> _What you are asked to do_
Recast the lines below, from the line containing "Expected content: dark" through the line containing "430 715 503 809" inclusive, as a Markdown table with the columns Row and Line, skipping blank lines.

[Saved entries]

####

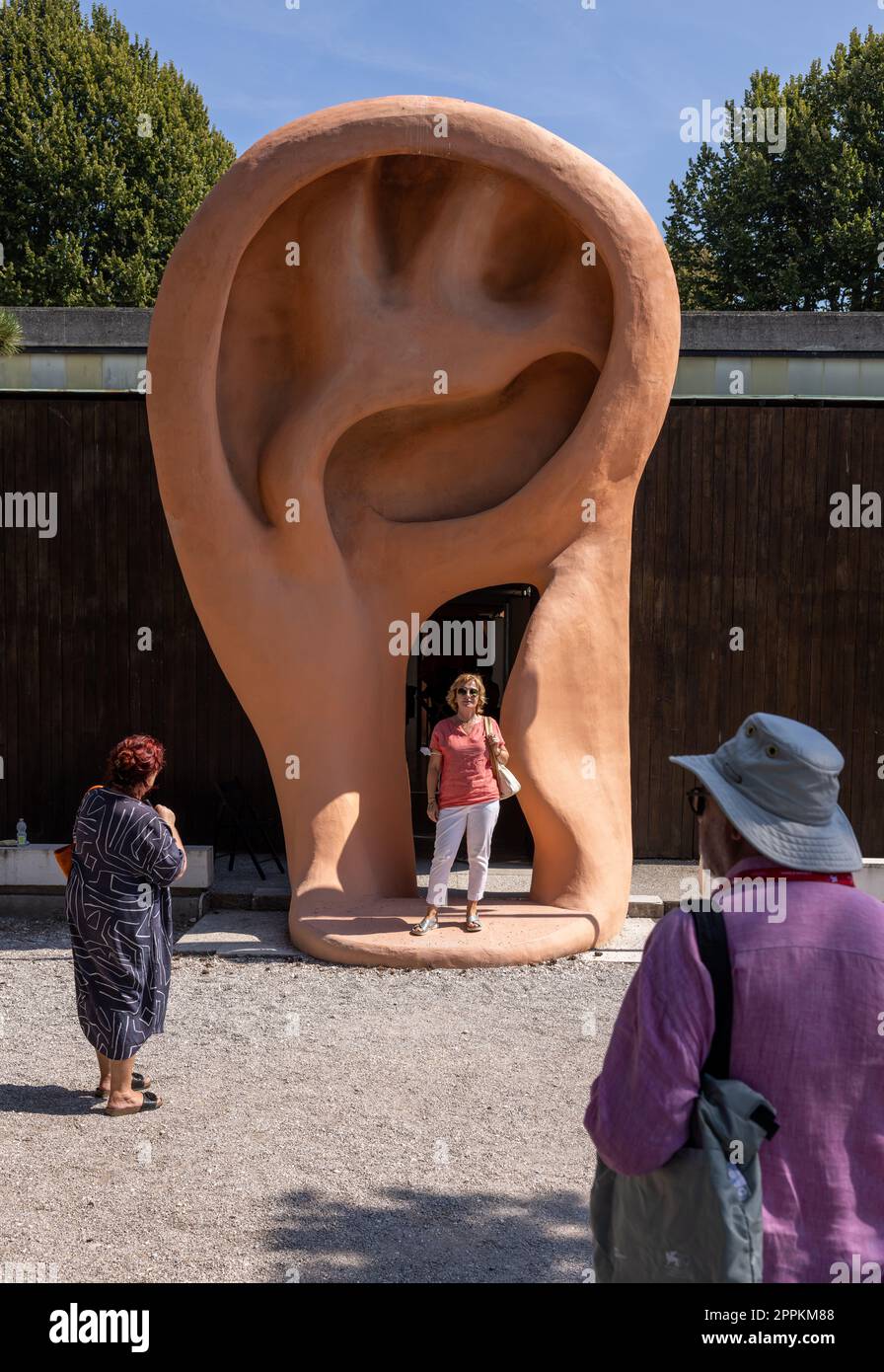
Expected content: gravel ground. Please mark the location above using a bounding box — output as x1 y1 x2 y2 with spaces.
0 917 634 1283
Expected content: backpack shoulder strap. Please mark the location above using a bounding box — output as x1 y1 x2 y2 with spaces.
693 901 733 1081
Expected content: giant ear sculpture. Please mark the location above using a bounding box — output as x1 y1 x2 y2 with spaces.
148 96 680 966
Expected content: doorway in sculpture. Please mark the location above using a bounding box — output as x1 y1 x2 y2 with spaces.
405 586 539 862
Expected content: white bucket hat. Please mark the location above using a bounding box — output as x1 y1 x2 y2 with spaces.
669 714 862 872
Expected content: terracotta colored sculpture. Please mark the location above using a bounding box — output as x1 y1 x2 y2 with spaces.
148 96 680 966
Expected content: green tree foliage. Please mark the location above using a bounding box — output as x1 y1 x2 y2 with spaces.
0 310 24 356
0 0 236 305
665 28 884 310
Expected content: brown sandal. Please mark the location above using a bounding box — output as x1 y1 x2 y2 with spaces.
105 1091 163 1115
95 1072 151 1101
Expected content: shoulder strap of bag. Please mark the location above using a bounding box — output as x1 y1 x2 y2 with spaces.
693 901 733 1081
482 715 500 784
693 901 779 1139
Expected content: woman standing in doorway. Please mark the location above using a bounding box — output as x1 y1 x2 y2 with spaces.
411 672 510 935
66 734 187 1115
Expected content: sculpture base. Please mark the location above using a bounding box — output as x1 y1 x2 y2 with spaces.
289 893 606 967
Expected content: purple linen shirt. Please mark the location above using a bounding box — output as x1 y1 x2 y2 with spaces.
584 858 884 1283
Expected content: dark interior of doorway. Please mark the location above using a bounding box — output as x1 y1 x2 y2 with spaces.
405 586 540 862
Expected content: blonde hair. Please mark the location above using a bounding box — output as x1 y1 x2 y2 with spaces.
445 672 488 715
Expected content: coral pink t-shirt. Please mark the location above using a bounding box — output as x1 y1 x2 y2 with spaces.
430 715 503 809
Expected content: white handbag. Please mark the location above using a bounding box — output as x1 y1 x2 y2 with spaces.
482 717 522 800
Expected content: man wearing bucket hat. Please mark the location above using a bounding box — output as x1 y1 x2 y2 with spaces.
584 714 884 1283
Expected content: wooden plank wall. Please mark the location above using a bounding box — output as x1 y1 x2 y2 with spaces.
630 404 884 858
0 395 884 858
0 395 279 842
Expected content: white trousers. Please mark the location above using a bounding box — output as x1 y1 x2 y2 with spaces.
426 800 500 905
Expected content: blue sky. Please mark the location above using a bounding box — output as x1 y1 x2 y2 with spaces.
107 0 884 222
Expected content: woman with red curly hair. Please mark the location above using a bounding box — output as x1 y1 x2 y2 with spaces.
66 734 187 1115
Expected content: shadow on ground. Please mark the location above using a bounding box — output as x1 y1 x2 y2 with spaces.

####

> _Solution to this exercise_
| Row | Line |
|---|---|
| 1 | Expected content: dark interior of doorway. Please mark the location above using a bounding box — output as x1 y1 x2 y2 with spaces. |
| 2 | 405 586 540 862 |
| 3 | Expected content: blonde hair. Please mark the location above using a bounding box — output as x1 y1 x2 y2 with spaces. |
| 4 | 445 672 488 715 |
| 5 | Expected content: coral pink t-shirt. Please mark the location above using a bounding box — output as x1 y1 x2 y2 with spaces. |
| 6 | 430 715 503 809 |